**The task**
Please render every line of the rows below as a JSON list of strings, one string per line, leaving out any blank lines.

**Input rows**
________________________________________

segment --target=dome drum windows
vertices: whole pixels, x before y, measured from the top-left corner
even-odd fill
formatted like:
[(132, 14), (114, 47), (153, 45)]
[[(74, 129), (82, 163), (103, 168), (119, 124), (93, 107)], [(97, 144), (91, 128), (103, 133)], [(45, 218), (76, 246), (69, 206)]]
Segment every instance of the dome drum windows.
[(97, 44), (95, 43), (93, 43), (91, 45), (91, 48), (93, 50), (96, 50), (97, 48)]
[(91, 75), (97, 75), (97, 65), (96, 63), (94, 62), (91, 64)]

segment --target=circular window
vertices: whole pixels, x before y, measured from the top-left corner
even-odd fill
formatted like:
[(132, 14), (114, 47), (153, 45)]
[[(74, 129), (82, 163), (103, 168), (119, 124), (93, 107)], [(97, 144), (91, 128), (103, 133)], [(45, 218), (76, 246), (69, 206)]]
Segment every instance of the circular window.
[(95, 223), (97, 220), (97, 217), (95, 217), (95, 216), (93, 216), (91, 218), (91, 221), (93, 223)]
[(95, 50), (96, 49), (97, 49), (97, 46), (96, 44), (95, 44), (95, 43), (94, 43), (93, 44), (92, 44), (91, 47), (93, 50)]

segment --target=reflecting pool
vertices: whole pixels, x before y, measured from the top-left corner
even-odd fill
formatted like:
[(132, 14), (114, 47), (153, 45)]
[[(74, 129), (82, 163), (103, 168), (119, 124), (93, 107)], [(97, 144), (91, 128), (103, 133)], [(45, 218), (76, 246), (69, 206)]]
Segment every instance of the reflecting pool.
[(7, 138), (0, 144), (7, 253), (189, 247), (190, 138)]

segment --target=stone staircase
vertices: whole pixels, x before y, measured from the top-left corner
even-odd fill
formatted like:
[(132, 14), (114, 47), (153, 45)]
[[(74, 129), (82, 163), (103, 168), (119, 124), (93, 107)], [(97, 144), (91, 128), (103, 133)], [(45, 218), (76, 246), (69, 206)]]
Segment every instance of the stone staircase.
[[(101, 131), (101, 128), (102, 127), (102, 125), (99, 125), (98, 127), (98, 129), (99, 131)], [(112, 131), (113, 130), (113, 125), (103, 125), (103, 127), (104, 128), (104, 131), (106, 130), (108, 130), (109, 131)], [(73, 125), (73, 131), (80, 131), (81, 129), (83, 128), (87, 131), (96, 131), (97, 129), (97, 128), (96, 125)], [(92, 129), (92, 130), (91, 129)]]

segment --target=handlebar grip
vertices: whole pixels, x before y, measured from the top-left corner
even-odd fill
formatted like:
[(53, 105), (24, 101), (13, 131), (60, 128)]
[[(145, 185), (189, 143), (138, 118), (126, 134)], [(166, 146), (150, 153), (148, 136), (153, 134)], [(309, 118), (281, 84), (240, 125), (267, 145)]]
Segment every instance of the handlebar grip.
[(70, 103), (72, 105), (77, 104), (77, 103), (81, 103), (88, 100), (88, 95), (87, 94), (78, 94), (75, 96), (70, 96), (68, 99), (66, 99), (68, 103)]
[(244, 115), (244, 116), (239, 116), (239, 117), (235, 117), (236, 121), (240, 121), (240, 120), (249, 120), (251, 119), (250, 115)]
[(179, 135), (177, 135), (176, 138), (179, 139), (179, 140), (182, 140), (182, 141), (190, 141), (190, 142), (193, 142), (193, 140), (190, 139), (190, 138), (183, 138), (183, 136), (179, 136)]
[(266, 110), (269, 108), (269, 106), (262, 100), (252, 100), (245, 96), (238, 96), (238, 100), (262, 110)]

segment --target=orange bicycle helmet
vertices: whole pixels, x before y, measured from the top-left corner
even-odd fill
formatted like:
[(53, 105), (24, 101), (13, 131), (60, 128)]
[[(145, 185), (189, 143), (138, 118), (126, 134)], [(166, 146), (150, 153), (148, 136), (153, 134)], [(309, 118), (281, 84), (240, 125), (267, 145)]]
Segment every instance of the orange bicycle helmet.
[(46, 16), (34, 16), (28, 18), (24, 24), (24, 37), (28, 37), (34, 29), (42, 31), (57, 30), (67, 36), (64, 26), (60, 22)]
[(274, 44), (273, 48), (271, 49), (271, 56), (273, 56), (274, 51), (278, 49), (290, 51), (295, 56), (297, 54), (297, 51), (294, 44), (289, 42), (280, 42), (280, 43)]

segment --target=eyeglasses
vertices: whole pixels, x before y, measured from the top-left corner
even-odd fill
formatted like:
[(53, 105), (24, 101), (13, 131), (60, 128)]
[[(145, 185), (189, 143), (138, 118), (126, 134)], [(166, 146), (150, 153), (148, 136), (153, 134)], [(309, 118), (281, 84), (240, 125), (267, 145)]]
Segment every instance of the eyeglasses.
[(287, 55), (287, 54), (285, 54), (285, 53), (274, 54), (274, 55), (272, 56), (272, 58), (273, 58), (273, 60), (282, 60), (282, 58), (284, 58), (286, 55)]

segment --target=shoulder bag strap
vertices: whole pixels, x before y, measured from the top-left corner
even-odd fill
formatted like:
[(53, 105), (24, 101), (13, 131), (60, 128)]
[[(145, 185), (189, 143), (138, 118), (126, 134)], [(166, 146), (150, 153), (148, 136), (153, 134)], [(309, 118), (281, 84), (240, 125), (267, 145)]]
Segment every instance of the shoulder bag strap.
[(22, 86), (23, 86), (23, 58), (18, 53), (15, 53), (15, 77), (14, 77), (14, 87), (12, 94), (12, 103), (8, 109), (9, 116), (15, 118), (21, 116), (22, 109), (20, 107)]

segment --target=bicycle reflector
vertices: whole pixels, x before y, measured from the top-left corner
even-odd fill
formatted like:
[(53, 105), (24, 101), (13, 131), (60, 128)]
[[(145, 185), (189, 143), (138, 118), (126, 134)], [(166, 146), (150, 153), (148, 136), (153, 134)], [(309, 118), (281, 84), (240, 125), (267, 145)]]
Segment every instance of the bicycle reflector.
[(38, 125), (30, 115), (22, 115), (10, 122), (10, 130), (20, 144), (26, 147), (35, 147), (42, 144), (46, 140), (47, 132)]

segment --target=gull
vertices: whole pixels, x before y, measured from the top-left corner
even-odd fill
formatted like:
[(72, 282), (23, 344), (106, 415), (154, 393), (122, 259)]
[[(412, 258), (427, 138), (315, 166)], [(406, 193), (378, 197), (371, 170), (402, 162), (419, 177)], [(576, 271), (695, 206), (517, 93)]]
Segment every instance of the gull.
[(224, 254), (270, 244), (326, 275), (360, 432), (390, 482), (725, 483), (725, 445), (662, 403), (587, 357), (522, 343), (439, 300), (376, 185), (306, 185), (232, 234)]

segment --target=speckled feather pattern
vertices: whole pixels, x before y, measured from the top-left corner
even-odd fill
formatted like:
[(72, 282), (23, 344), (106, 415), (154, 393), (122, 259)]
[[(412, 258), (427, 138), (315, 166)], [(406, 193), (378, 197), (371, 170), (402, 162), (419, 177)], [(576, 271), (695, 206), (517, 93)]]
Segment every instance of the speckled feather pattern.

________________________________________

**Problem solution**
[
  "segment --target=dome drum windows",
  "vertices: whole pixels, x before y, measured from the top-left corner",
  "even-odd fill",
  "formatted like:",
  "[(132, 14), (114, 47), (153, 45)]",
  "[[(74, 129), (82, 163), (103, 168), (119, 124), (93, 107)], [(97, 144), (91, 128), (103, 133)], [(45, 218), (76, 246), (69, 206)]]",
  "Segment every instance of the dome drum windows.",
  "[(97, 44), (95, 43), (93, 43), (91, 45), (91, 48), (93, 50), (96, 50), (97, 48)]",
  "[(91, 75), (97, 75), (97, 65), (96, 63), (94, 62), (91, 64)]",
  "segment --target=circular window",
  "vertices: whole pixels, x before y, measured from the top-left corner",
  "even-odd fill",
  "formatted like:",
  "[(132, 14), (114, 47), (153, 45)]",
  "[[(74, 129), (82, 163), (103, 168), (119, 124), (93, 107)], [(97, 144), (91, 128), (103, 133)], [(45, 218), (76, 246), (69, 206)]]",
  "Segment every instance of the circular window.",
  "[(95, 223), (97, 220), (97, 217), (95, 217), (95, 216), (93, 216), (91, 218), (91, 221), (93, 223)]",
  "[(95, 50), (96, 49), (97, 49), (97, 46), (96, 44), (95, 44), (95, 43), (94, 43), (93, 44), (92, 44), (91, 47), (93, 50)]",
  "segment --target=reflecting pool",
  "vertices: whole pixels, x before y, measured from the top-left corner",
  "even-odd fill",
  "formatted like:",
  "[(132, 14), (114, 47), (153, 45)]",
  "[[(74, 129), (82, 163), (103, 168), (119, 124), (93, 107)], [(97, 144), (91, 128), (103, 133)], [(45, 218), (76, 246), (69, 206)]]",
  "Segment every instance of the reflecting pool.",
  "[(7, 138), (0, 144), (7, 253), (189, 247), (190, 138)]",
  "segment --target=stone staircase",
  "vertices: whole pixels, x before y, measured from the top-left corner",
  "even-odd fill",
  "formatted like:",
  "[(132, 14), (114, 47), (153, 45)]",
  "[[(74, 129), (82, 163), (103, 168), (119, 124), (93, 107)], [(97, 144), (91, 128), (103, 133)], [(45, 218), (76, 246), (69, 206)]]",
  "Segment every instance of the stone staircase.",
  "[[(101, 131), (101, 128), (102, 127), (102, 125), (99, 125), (98, 127), (98, 129), (99, 131)], [(112, 131), (113, 130), (113, 125), (103, 125), (103, 127), (104, 128), (104, 131), (106, 130), (108, 130), (109, 131)], [(73, 125), (73, 131), (80, 131), (81, 129), (83, 128), (87, 131), (96, 131), (97, 129), (97, 128), (96, 125)], [(92, 129), (92, 130), (91, 129)]]",
  "segment --target=handlebar grip",
  "vertices: whole pixels, x before y, measured from the top-left corner",
  "even-odd fill",
  "formatted like:",
  "[(53, 105), (24, 101), (13, 131), (60, 128)]",
  "[[(145, 185), (189, 143), (138, 118), (126, 134)], [(166, 146), (150, 153), (148, 136), (153, 134)], [(309, 118), (281, 84), (240, 125), (267, 145)]]",
  "Segment every instance of the handlebar grip.",
  "[(70, 103), (72, 105), (77, 104), (77, 103), (81, 103), (88, 100), (88, 95), (87, 94), (78, 94), (75, 96), (70, 96), (68, 99), (66, 99), (68, 103)]",
  "[(244, 115), (244, 116), (239, 116), (239, 117), (235, 117), (236, 121), (240, 121), (240, 120), (249, 120), (251, 119), (250, 115)]",
  "[(179, 135), (177, 135), (176, 138), (179, 139), (179, 140), (182, 140), (182, 141), (190, 141), (190, 142), (193, 142), (193, 140), (190, 139), (190, 138), (183, 138), (183, 136), (179, 136)]",
  "[(266, 110), (269, 108), (269, 106), (262, 100), (252, 100), (245, 96), (238, 96), (238, 100), (262, 110)]",
  "segment --target=orange bicycle helmet",
  "vertices: whole pixels, x before y, measured from the top-left corner",
  "even-odd fill",
  "formatted like:",
  "[(53, 105), (24, 101), (13, 131), (60, 128)]",
  "[[(145, 185), (189, 143), (138, 118), (126, 134)], [(166, 146), (150, 153), (148, 136), (153, 134)], [(309, 118), (281, 84), (240, 125), (267, 145)]]",
  "Segment every instance of the orange bicycle helmet.",
  "[(46, 16), (34, 16), (28, 18), (24, 24), (24, 37), (28, 37), (34, 29), (42, 31), (57, 30), (67, 36), (64, 26), (60, 22)]",
  "[(274, 44), (273, 48), (271, 49), (271, 56), (273, 56), (274, 51), (278, 49), (290, 51), (295, 56), (297, 54), (297, 51), (294, 44), (289, 42), (280, 42), (280, 43)]",
  "segment --target=eyeglasses",
  "vertices: whole pixels, x before y, measured from the top-left corner",
  "even-odd fill",
  "formatted like:",
  "[(53, 105), (24, 101), (13, 131), (60, 128)]",
  "[[(145, 185), (189, 143), (138, 118), (126, 134)], [(166, 146), (150, 153), (148, 136), (153, 134)], [(309, 118), (281, 84), (240, 125), (267, 145)]]",
  "Segment every instance of the eyeglasses.",
  "[(287, 55), (287, 54), (285, 54), (285, 53), (274, 54), (274, 55), (272, 56), (272, 58), (273, 58), (273, 60), (282, 60), (282, 58), (284, 58), (286, 55)]",
  "segment --target=shoulder bag strap",
  "vertices: whole pixels, x before y, measured from the top-left corner",
  "even-odd fill",
  "formatted like:",
  "[(53, 105), (24, 101), (13, 131), (60, 128)]",
  "[[(145, 185), (189, 143), (138, 118), (126, 134)], [(166, 146), (150, 153), (148, 136), (153, 134)], [(309, 118), (281, 84), (240, 125), (267, 145)]]",
  "Segment every instance of the shoulder bag strap.",
  "[(22, 86), (23, 86), (23, 58), (18, 53), (15, 53), (15, 77), (14, 77), (14, 87), (12, 94), (12, 103), (8, 109), (9, 116), (15, 118), (21, 116), (22, 109), (20, 107)]",
  "segment --target=bicycle reflector",
  "vertices: whole pixels, x before y, measured from the top-left corner",
  "even-odd fill",
  "formatted like:",
  "[(53, 105), (24, 101), (13, 131), (60, 128)]",
  "[[(145, 185), (189, 143), (138, 118), (126, 134)], [(166, 146), (150, 153), (148, 136), (153, 134)], [(309, 118), (281, 84), (240, 125), (267, 145)]]",
  "Segment every instance of the bicycle reflector.",
  "[(38, 125), (30, 115), (22, 115), (10, 122), (10, 130), (20, 144), (26, 147), (35, 147), (42, 144), (46, 140), (47, 132)]",
  "segment --target=gull",
  "vertices: whole pixels, x before y, measured from the top-left corner",
  "even-odd fill",
  "formatted like:",
  "[(72, 282), (23, 344), (106, 415), (154, 393), (122, 259)]",
  "[[(412, 258), (427, 138), (315, 166)], [(406, 193), (378, 197), (371, 170), (402, 162), (419, 177)], [(576, 271), (695, 206), (517, 93)]]",
  "Segment every instance of the gull.",
  "[(224, 254), (270, 244), (326, 275), (360, 432), (390, 482), (725, 483), (725, 445), (662, 403), (587, 357), (522, 343), (439, 300), (376, 185), (306, 185), (232, 234)]",
  "segment --target=speckled feather pattern",
  "vertices: whole pixels, x before y, measured from the top-left corner",
  "even-odd fill",
  "formatted like:",
  "[(72, 282), (23, 344), (106, 415), (154, 393), (122, 259)]",
  "[[(412, 258), (427, 138), (315, 166)], [(406, 193), (378, 197), (371, 170), (402, 162), (419, 177)], [(576, 271), (695, 206), (517, 93)]]",
  "Segment every instance of the speckled feather pattern."
]